§ **Passage to read**:
>>
Monday, December 31, 2007

Unhealthy comparisons

Others try it: none do it better. As usual the New York Times has produced an essential overview of the candidates and their positions on half-a-dozen key issues.

The choice of those issues tells the rest of us how far the battle ground has shifted (or not) over the Bush interregnum: health insurance, abortion, climate change, immigration, Iraq and Iran.

It also shows how the Republicans are still what Malcolm's Democrat-voting son-in-law would pointedly describe as "retards".

The summary of six of the seven GOP contenders' health position starts with the same mantra:
For free-market, consumer-based system...
-- precisely that which has failed so many Americans, and (in a dodgy employment market) terrifies far more. The evidence is in Table C-1, on page 58, of Income, Poverty, and Health Insurance Coverage in the United States: 2006, published by the Economics and Statistics Board of the US Census Bureau, last August. There is no need to plough through the whole document; just one line tells all:
  • Covered by private health insurance: 67.9%
  • of which, covered by employment-based private health insurance: 59.7%
  • covered by direct-purchase private health insurance: 9.1%;
  • Covered by Government health insurance: 27.0%
  • of which, covered by Medicaid: 12.9%
  • covered by Medicare: 13.6%
  • covered by military health care: 3.6%;
  • Leaving 15.8%, some 47M people, with no health-cover at all.
Nor do we need to look very for for whom to blame.

At the end of the first Bush Presidency, in 1992, about 15% of the population had no health cover. By the end of the first Clinton Presidency, 2000, with sooo much cooperation from those sooo moral Republicans in Congress, that was down to 13.7%. Now the second Bush has ramped it up to the highest-ever figure, that 15.8%.
<<
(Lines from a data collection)
>>
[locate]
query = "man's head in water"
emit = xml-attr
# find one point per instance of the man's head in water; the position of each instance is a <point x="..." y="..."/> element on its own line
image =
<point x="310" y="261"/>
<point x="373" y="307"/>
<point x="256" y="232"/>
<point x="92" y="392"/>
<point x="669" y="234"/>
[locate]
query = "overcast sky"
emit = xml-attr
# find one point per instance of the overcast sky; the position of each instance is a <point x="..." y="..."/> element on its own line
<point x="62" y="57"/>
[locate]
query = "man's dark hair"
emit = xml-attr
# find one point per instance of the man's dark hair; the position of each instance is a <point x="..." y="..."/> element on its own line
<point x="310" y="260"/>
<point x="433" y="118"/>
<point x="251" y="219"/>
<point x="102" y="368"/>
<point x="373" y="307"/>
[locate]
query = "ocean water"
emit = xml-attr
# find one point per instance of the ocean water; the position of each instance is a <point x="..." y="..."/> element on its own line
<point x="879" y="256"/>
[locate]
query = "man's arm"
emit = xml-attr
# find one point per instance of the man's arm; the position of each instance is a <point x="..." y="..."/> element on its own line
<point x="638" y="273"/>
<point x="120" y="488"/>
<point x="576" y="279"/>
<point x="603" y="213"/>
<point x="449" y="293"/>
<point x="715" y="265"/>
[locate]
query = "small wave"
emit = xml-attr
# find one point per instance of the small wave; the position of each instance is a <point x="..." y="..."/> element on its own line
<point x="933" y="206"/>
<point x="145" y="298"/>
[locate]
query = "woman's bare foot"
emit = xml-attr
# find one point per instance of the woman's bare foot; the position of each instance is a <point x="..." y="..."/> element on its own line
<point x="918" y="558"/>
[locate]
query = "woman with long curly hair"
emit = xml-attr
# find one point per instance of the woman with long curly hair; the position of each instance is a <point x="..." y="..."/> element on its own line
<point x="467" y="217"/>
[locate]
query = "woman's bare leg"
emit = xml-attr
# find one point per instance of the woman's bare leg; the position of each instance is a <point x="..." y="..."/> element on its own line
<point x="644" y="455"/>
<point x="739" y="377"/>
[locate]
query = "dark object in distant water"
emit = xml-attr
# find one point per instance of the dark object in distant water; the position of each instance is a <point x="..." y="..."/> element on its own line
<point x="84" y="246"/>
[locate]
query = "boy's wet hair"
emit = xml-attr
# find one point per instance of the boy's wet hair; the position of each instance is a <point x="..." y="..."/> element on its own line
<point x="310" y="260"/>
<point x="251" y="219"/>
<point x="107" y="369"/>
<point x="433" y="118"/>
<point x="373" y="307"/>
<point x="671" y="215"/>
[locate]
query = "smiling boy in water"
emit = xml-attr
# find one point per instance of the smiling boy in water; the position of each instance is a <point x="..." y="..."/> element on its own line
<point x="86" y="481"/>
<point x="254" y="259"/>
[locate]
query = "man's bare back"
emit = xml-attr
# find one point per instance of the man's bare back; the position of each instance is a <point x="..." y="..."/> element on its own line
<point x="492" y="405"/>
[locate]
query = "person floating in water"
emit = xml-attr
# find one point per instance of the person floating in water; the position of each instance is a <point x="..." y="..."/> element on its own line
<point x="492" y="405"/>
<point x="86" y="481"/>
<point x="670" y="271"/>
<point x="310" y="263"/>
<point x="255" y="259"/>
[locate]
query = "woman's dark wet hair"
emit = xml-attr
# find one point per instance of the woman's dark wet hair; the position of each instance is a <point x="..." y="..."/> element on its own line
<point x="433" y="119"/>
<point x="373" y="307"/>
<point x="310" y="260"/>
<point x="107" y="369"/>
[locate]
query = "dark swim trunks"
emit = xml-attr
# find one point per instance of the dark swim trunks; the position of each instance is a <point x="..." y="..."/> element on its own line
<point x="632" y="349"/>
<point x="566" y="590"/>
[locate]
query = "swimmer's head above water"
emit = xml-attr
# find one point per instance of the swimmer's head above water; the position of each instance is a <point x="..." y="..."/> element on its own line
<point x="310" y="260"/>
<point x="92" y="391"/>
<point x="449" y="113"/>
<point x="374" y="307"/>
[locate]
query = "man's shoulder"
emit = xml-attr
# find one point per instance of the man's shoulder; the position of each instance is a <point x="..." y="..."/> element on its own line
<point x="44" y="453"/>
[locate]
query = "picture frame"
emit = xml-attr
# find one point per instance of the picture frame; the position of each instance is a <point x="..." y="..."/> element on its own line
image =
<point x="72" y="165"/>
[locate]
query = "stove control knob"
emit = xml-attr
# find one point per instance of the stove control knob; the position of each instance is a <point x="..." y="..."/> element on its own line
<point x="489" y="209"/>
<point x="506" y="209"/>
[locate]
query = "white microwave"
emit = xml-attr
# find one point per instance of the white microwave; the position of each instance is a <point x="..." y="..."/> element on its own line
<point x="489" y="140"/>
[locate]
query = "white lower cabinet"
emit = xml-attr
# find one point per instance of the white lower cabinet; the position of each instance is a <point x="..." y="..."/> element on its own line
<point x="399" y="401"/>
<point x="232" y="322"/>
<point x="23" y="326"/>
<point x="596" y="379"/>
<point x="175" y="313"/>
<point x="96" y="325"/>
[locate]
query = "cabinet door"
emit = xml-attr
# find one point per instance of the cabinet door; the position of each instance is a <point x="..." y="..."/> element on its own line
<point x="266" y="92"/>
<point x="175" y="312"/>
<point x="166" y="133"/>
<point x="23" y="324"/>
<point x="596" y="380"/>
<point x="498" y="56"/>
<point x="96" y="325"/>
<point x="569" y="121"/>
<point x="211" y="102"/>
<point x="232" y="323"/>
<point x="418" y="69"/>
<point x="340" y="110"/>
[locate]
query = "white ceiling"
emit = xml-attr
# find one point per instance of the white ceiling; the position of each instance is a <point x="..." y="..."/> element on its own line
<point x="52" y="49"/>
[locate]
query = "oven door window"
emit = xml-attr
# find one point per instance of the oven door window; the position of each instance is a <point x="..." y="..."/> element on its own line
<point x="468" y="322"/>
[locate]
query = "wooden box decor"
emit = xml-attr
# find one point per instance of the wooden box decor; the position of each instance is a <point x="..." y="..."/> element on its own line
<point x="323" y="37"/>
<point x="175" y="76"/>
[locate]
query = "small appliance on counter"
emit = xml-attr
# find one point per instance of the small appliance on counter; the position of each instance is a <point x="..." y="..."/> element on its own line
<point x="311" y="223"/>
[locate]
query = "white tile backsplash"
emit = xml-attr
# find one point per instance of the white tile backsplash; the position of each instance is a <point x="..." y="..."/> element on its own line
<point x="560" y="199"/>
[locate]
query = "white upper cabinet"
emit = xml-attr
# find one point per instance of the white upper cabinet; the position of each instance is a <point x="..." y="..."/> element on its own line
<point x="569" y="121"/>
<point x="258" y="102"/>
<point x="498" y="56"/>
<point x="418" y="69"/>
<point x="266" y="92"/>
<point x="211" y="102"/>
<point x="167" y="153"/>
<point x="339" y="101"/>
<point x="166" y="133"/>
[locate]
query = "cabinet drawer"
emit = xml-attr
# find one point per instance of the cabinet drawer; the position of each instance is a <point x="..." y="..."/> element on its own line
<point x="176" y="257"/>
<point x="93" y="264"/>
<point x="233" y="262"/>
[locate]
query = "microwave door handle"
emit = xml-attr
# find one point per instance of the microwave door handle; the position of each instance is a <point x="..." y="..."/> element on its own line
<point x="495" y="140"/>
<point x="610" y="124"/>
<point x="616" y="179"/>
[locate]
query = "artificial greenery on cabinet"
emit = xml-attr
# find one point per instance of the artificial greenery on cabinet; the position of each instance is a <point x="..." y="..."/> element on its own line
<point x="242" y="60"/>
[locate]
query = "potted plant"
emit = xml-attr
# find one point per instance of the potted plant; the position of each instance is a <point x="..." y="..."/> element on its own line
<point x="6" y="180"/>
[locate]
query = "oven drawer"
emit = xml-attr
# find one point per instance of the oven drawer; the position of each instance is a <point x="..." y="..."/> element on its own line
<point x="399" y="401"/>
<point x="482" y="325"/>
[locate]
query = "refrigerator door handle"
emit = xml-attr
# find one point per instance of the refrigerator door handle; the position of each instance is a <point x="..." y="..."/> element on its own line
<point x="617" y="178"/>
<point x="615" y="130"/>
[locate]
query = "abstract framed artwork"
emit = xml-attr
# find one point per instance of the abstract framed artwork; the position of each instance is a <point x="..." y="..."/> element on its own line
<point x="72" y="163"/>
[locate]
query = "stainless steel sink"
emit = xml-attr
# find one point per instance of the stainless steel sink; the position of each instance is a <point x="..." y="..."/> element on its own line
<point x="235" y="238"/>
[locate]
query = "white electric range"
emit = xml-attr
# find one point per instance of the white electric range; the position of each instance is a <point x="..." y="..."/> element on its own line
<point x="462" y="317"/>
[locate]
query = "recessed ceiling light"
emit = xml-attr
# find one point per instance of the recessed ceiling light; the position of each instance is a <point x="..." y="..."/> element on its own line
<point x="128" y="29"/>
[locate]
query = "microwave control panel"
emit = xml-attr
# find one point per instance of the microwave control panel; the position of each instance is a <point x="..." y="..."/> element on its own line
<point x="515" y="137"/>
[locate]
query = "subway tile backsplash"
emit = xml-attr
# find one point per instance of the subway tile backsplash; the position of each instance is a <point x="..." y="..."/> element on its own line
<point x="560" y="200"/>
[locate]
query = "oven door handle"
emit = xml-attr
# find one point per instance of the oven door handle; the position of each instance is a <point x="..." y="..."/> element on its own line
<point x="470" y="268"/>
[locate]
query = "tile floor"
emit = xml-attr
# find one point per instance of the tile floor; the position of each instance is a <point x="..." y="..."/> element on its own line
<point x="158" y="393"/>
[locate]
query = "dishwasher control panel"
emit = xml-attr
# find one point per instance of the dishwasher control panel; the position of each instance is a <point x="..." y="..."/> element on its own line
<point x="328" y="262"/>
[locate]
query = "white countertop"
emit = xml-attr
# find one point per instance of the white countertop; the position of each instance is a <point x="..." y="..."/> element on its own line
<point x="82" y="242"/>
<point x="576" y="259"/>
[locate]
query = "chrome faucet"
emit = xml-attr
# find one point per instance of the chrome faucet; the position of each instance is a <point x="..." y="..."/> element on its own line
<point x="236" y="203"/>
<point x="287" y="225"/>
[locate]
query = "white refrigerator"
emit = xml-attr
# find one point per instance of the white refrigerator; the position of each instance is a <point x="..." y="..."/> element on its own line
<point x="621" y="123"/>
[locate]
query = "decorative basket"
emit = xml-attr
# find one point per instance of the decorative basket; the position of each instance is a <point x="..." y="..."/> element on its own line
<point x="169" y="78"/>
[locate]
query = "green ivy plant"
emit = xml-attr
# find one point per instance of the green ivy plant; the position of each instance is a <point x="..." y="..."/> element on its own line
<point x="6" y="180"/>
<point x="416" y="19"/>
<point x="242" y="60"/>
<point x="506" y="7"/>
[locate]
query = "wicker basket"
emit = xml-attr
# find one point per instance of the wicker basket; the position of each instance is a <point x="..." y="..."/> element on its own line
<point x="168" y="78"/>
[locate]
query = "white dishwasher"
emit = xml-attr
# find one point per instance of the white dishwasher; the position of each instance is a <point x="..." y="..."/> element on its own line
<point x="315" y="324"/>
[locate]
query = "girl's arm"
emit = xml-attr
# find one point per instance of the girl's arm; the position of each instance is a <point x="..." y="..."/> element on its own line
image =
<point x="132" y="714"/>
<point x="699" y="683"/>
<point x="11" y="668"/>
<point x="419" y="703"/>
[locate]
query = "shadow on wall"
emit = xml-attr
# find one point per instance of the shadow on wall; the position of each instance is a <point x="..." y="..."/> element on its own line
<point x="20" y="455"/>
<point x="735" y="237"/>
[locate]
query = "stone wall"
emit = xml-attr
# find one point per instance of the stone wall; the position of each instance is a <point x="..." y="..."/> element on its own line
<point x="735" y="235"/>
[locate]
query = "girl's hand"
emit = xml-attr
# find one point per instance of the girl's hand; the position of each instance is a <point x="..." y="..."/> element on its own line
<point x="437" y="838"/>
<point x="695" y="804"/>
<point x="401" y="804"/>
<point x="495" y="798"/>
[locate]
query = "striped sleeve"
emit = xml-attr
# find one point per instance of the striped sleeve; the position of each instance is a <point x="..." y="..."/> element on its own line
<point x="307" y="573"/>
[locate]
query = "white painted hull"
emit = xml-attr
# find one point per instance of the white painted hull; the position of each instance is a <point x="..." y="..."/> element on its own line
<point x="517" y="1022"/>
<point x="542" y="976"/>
<<
§ **Questions on the material**:
1. In the post on health coverage, what percentage of the population had no health cover by the end of the first Clinton Presidency in 2000?
2. From the post on health coverage, extract the stretch from "Others try it: none" through "Iraq and Iran.".
None of these lines are needed.

§ **Answers given**:
1. 13.7%

2.
Others try it: none do it better. As usual the New York Times has produced an essential overview of the candidates and their positions on half-a-dozen key issues.

The choice of those issues tells the rest of us how far the battle ground has shifted (or not) over the Bush interregnum: health insurance, abortion, climate change, immigration, Iraq and Iran.